┌─ TASK INPUT

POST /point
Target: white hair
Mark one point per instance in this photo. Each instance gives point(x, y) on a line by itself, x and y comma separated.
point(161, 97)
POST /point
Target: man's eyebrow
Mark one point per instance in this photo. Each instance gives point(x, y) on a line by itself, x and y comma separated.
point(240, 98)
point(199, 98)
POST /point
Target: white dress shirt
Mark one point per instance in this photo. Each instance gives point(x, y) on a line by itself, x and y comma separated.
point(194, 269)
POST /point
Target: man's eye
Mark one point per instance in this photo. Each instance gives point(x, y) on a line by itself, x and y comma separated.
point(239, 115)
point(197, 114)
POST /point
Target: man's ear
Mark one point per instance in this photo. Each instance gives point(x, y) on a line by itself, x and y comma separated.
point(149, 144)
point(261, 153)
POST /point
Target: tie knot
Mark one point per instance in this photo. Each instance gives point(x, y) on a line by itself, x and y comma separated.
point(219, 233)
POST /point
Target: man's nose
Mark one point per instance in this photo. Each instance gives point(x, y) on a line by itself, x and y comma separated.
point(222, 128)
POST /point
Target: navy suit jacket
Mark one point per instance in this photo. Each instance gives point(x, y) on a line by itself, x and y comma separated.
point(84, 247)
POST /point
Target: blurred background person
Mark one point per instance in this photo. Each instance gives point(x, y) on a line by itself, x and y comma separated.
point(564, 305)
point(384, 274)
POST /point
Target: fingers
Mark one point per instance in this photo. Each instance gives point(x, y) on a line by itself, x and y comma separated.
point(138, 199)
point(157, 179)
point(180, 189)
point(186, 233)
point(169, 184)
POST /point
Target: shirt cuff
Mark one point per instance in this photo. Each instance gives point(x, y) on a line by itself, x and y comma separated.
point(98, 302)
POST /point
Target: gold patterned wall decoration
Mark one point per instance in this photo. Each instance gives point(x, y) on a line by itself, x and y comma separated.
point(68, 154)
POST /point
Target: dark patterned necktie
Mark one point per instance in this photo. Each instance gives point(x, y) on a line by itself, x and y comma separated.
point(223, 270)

└─

HOW TO COMPLETE THIS TASK |
Looking through the records, copy out every line in which the word "white" is found.

RESPONSE AREA |
Target: white hair
Target: white dress shirt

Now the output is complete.